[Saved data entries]
-- -- --

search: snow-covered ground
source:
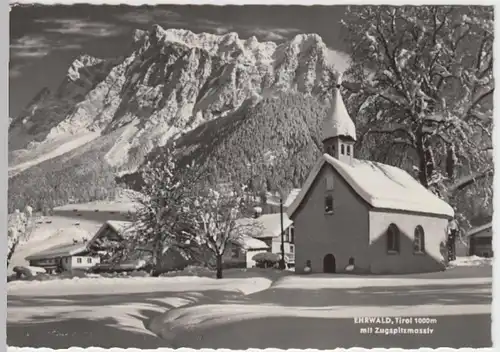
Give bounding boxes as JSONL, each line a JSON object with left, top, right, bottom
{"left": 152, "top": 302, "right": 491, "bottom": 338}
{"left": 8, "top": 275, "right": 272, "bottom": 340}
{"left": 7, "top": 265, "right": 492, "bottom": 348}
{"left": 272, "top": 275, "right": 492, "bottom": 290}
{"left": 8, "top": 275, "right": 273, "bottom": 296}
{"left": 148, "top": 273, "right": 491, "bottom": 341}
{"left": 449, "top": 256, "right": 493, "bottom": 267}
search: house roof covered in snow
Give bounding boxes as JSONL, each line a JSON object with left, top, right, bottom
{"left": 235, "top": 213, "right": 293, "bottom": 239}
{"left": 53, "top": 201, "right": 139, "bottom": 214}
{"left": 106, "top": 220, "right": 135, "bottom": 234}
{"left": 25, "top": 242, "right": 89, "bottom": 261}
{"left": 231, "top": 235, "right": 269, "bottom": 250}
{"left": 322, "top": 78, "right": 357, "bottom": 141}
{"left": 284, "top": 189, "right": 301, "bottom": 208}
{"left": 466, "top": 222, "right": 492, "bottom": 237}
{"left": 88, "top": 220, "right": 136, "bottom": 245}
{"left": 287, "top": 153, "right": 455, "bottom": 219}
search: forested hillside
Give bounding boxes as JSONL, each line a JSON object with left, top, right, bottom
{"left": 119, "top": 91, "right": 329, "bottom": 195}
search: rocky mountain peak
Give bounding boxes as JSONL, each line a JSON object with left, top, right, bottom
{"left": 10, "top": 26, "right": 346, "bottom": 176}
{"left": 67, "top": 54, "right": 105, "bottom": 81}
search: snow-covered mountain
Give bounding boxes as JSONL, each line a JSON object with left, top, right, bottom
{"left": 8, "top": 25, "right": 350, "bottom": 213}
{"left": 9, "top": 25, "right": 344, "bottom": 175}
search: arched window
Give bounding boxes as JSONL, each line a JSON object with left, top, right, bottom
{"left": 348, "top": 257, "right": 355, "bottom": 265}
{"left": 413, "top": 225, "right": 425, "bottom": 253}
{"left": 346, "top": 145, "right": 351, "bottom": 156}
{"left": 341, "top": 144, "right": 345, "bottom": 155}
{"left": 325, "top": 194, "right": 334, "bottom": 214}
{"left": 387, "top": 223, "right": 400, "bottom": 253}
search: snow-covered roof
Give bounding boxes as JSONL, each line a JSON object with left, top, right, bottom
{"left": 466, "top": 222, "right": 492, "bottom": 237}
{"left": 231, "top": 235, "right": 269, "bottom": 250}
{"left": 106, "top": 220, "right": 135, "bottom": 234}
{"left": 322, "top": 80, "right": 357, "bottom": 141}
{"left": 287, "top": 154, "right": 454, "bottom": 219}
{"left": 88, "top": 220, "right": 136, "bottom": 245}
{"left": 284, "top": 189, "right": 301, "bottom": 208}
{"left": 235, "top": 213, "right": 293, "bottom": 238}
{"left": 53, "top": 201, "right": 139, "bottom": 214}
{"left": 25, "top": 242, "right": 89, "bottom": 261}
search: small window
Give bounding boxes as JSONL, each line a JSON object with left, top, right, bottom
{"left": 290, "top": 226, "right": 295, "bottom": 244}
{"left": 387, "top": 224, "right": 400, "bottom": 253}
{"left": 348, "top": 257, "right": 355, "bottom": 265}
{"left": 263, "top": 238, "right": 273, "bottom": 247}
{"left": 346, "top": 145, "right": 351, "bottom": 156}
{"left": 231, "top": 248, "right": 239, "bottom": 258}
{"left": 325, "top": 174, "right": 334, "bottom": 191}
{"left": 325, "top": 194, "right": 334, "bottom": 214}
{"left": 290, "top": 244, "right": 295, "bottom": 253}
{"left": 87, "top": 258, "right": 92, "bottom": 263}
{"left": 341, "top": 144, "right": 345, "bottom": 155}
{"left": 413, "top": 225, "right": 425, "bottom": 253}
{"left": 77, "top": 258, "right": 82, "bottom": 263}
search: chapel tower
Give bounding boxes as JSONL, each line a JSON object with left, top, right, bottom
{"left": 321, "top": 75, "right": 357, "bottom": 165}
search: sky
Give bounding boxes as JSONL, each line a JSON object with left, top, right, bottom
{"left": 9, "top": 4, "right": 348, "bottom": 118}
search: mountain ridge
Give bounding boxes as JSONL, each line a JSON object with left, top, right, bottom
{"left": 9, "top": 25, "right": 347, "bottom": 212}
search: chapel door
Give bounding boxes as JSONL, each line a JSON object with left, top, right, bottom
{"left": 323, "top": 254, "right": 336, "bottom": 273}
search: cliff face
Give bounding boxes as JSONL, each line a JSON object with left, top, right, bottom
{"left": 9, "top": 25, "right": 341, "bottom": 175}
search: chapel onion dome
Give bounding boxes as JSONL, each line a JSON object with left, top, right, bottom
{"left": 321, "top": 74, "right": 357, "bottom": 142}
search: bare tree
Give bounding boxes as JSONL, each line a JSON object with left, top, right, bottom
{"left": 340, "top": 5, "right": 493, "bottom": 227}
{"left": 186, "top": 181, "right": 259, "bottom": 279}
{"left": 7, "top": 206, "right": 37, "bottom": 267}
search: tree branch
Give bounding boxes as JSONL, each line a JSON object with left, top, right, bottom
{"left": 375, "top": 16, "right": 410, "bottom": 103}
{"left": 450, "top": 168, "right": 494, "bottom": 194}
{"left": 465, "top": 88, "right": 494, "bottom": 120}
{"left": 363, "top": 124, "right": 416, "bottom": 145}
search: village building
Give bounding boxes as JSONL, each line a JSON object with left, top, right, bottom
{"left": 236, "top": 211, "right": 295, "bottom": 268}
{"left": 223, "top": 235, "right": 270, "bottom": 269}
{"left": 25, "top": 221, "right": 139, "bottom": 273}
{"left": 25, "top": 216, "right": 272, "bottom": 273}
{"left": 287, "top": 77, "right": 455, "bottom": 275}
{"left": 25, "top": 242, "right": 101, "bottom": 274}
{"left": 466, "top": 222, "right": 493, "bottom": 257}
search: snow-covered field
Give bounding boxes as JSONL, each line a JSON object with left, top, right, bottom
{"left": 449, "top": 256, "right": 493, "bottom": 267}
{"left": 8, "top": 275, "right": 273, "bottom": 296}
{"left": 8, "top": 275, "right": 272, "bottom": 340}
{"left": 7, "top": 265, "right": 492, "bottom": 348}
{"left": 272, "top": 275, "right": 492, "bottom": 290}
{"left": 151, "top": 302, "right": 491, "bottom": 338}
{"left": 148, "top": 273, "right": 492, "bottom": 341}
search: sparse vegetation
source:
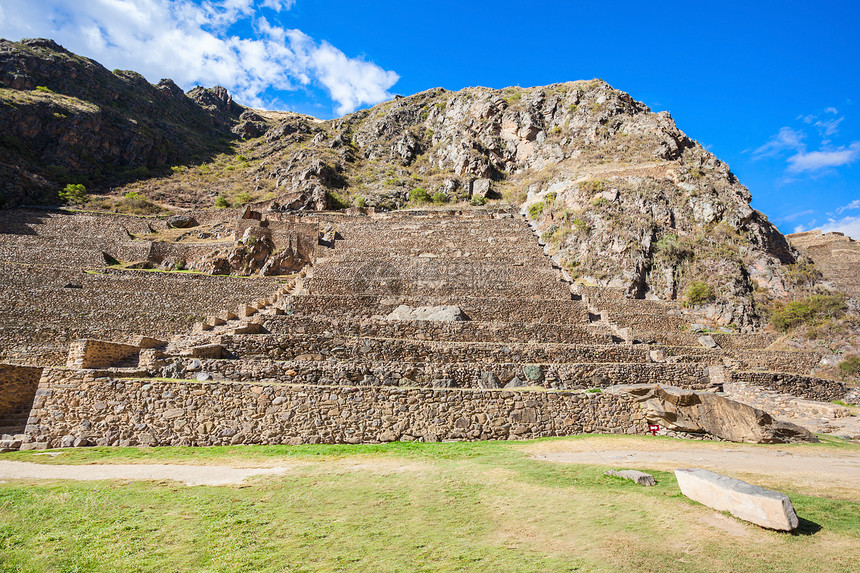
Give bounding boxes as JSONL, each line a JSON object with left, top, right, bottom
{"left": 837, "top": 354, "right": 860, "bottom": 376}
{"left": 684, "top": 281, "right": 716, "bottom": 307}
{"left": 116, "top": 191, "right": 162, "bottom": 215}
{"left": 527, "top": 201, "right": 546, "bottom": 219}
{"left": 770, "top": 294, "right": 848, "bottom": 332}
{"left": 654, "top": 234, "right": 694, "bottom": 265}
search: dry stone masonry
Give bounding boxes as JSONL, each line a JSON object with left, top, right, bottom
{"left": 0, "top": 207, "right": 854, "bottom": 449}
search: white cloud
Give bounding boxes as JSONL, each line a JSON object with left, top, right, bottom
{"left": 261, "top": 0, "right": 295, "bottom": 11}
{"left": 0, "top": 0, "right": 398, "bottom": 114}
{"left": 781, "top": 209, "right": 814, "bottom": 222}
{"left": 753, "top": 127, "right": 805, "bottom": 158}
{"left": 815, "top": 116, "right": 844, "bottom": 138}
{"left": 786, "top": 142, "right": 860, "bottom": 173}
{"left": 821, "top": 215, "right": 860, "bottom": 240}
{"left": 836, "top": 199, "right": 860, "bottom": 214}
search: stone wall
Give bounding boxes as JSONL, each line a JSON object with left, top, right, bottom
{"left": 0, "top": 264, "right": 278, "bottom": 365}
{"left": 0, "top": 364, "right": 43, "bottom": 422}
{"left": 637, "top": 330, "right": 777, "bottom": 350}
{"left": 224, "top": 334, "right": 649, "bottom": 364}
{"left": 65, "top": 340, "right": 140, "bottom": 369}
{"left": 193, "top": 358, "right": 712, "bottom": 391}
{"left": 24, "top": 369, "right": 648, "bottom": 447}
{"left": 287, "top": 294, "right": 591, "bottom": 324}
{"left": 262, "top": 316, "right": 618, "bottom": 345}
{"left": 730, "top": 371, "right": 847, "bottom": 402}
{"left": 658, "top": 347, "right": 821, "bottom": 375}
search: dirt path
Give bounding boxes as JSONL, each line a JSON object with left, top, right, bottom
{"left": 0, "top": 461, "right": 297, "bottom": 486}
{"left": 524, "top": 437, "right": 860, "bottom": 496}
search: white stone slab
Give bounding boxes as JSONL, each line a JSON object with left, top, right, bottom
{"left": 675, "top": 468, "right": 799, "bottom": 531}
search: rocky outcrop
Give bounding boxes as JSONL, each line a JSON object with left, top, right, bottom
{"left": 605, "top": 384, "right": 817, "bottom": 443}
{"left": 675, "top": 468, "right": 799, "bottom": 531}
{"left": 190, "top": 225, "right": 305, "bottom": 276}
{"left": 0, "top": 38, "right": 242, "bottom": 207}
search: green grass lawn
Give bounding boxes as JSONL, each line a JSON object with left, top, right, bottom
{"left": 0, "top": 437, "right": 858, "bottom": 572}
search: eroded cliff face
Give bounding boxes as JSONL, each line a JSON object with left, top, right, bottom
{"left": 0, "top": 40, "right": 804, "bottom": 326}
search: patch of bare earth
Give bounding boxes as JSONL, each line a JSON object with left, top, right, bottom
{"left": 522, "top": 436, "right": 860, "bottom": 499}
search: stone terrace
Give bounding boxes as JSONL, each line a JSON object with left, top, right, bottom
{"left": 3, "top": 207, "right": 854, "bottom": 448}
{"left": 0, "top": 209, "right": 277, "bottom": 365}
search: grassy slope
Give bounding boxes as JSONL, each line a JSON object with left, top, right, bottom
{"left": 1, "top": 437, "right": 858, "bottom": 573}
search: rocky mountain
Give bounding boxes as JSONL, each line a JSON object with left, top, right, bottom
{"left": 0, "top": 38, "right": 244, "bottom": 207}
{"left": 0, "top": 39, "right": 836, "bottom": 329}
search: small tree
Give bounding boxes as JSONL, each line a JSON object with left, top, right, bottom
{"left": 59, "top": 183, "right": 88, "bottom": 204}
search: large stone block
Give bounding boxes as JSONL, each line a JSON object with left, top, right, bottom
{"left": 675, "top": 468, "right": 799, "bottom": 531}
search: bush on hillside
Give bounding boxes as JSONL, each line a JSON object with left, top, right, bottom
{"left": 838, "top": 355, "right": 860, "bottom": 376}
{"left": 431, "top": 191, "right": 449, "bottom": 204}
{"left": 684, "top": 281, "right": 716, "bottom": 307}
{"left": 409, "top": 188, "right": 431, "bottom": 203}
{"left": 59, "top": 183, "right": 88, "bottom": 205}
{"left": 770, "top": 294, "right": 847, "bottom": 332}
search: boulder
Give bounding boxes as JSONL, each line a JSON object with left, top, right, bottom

-- -- --

Your answer should consist of copies of the lines above that include the string "roof".

• Problem solution:
search: house roof covered in snow
search: snow-covered roof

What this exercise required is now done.